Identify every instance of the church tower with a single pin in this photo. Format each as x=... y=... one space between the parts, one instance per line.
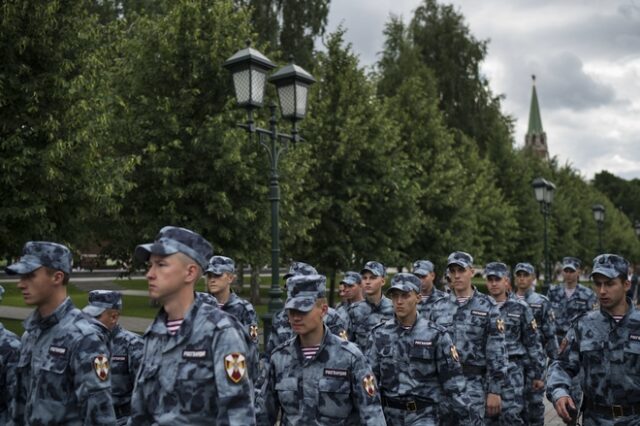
x=536 y=138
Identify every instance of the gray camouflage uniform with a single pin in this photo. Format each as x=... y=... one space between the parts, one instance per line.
x=608 y=352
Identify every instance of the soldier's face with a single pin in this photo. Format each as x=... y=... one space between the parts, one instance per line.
x=218 y=283
x=166 y=276
x=524 y=280
x=303 y=323
x=496 y=286
x=371 y=284
x=611 y=292
x=38 y=286
x=460 y=277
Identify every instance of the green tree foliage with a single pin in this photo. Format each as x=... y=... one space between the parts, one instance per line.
x=57 y=172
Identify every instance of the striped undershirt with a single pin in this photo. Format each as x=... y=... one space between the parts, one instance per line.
x=174 y=325
x=310 y=351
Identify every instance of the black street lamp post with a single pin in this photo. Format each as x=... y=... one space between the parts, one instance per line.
x=249 y=68
x=598 y=215
x=544 y=191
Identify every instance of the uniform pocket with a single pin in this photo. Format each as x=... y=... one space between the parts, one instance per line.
x=333 y=398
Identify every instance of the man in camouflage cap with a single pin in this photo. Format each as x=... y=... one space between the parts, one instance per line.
x=126 y=349
x=9 y=355
x=423 y=269
x=533 y=413
x=416 y=363
x=194 y=367
x=317 y=378
x=524 y=350
x=473 y=321
x=374 y=309
x=604 y=345
x=63 y=375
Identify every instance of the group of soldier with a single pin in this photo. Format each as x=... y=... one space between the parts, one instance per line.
x=410 y=355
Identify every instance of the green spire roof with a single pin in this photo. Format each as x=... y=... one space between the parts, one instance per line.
x=535 y=122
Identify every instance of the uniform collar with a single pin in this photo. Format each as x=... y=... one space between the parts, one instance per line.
x=36 y=321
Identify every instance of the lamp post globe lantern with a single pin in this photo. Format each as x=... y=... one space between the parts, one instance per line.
x=249 y=69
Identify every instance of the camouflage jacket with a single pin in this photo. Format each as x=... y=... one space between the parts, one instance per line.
x=477 y=331
x=126 y=355
x=9 y=355
x=609 y=354
x=522 y=339
x=545 y=319
x=566 y=309
x=336 y=387
x=198 y=376
x=420 y=363
x=363 y=316
x=63 y=374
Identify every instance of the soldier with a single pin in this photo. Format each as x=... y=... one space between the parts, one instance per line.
x=63 y=375
x=526 y=358
x=194 y=367
x=317 y=378
x=221 y=274
x=126 y=349
x=9 y=355
x=415 y=362
x=570 y=300
x=473 y=321
x=423 y=269
x=533 y=414
x=352 y=282
x=604 y=345
x=374 y=309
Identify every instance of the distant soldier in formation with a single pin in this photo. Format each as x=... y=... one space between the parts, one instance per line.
x=570 y=300
x=429 y=294
x=63 y=375
x=126 y=349
x=374 y=309
x=9 y=355
x=194 y=369
x=605 y=345
x=317 y=378
x=524 y=350
x=416 y=363
x=473 y=321
x=533 y=414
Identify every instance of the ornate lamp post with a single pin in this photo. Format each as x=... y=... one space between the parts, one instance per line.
x=249 y=69
x=544 y=191
x=598 y=215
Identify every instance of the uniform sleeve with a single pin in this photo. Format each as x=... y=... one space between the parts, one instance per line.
x=564 y=368
x=548 y=329
x=233 y=387
x=365 y=393
x=92 y=381
x=531 y=340
x=495 y=352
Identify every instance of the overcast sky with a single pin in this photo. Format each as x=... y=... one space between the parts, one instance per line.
x=585 y=55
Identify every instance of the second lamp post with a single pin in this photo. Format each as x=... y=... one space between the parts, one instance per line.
x=249 y=68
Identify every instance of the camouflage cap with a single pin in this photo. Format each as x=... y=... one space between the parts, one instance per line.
x=42 y=253
x=376 y=268
x=460 y=258
x=300 y=268
x=524 y=267
x=496 y=269
x=171 y=240
x=101 y=300
x=304 y=290
x=422 y=267
x=405 y=282
x=351 y=278
x=218 y=265
x=611 y=266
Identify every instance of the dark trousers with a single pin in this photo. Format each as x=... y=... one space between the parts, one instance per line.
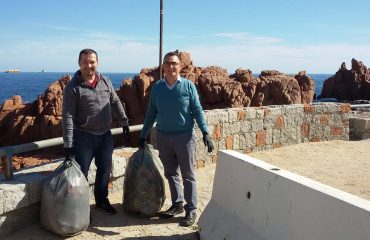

-=-=-

Change every "photo" in the items above to "image" and give all the items again with nothing else altered. Leave the pictures out.

Identify every instance of the church tower with a single pin in this image. Format each as x=... y=... one space between the parts, one instance per line.
x=536 y=138
Identify every instance of the gray camouflage uniform with a single pin in this image. Format each as x=... y=... one space between the parts, one instance per line.
x=608 y=352
Identify every instance of the soldier's face with a single pin in this image. Format each as x=... y=... one space between the parts, one instance per line.
x=218 y=283
x=166 y=276
x=524 y=280
x=303 y=323
x=496 y=286
x=371 y=284
x=611 y=292
x=38 y=286
x=460 y=277
Identify every instance of the green tree foliage with a single pin in this image. Format each as x=... y=... one space between the parts, one instance per line.
x=57 y=172
Identify every instance of the striped undershirt with a single pin in this image. Format each as x=... y=... one space between the parts, one instance per line.
x=174 y=325
x=310 y=351
Identify every instance of the black street lamp post with a single pin in this image. Format each as x=... y=... one space between the parts, one instance per line.
x=249 y=68
x=598 y=215
x=544 y=191
Identify every instance of the uniform pocket with a single pin in this image. Format each as x=... y=... one space between the parts, one instance per line.
x=333 y=398
Identify every instance of the man in camouflage cap with a single pin in this image. Format each as x=... y=... one space between the parts, one instance per line.
x=126 y=349
x=9 y=355
x=423 y=269
x=533 y=413
x=416 y=363
x=194 y=367
x=317 y=378
x=524 y=350
x=473 y=321
x=374 y=309
x=604 y=345
x=63 y=375
Identify every instance of the group of soldier with a single pin in this image. Format each as x=... y=... one space between the parts, one instance per line.
x=410 y=355
Identify every instance of the green spire roof with a single pin in this image. Format each as x=... y=... one space between the parts, one instance per line.
x=535 y=122
Identify every instance of the uniform collar with a single pin in this image. Format each as x=... y=... one space between the parts, one instance per line.
x=36 y=321
Identify every instance of the lamp post globe lantern with a single pin in this image. Format each as x=... y=... one space between the parts, one instance per line.
x=249 y=69
Identify every instance of the camouflage jacket with a single pin in this image. Format each as x=... y=... one space between the parts, one instance per line.
x=477 y=331
x=126 y=355
x=9 y=355
x=609 y=354
x=522 y=339
x=545 y=319
x=566 y=309
x=336 y=387
x=198 y=376
x=420 y=363
x=363 y=316
x=63 y=374
Identify every instance of the soldier with a single pin in this image. Format each as x=... y=... one space between the parts, one instance per line.
x=63 y=375
x=526 y=358
x=194 y=367
x=317 y=378
x=221 y=274
x=126 y=349
x=9 y=355
x=415 y=362
x=570 y=300
x=473 y=321
x=423 y=269
x=533 y=414
x=352 y=282
x=604 y=345
x=374 y=309
Identify every instance of the distant soldier in formation with a single pin in this image. Format each as x=... y=... one space between the parts, one instance per line.
x=570 y=300
x=429 y=294
x=63 y=375
x=126 y=349
x=374 y=309
x=9 y=355
x=194 y=369
x=605 y=345
x=317 y=378
x=524 y=350
x=416 y=363
x=473 y=321
x=533 y=414
Identify every instance of the ornate lamp post with a single pin in this image. Format each as x=... y=... one space between the parts, one instance per line.
x=249 y=69
x=544 y=191
x=598 y=215
Identify every instance of the uniform sleeve with a single pin in this image. Format each as x=... y=... one space between the parts, one instance per line.
x=564 y=368
x=548 y=329
x=233 y=387
x=365 y=393
x=92 y=381
x=531 y=340
x=495 y=352
Identify every instance of the overcast sky with a single pin in this image. Format each as x=... y=... one space between the parts, one instance per line.
x=585 y=55
Identify every instance of the second lamp post with a single pin in this image. Format each as x=... y=... one space between the parts, one instance per line.
x=249 y=68
Identify every instance of the camouflage cap with a single pin in this image. Format each as x=... y=... one space between the parts, one instance per line.
x=42 y=253
x=376 y=268
x=460 y=258
x=300 y=268
x=524 y=267
x=496 y=269
x=171 y=240
x=101 y=300
x=304 y=290
x=422 y=267
x=405 y=282
x=351 y=278
x=218 y=265
x=611 y=266
Identify every instance of the dark trousers with a single pin in this image. Format each as x=... y=... one space between the parts, one instance per line.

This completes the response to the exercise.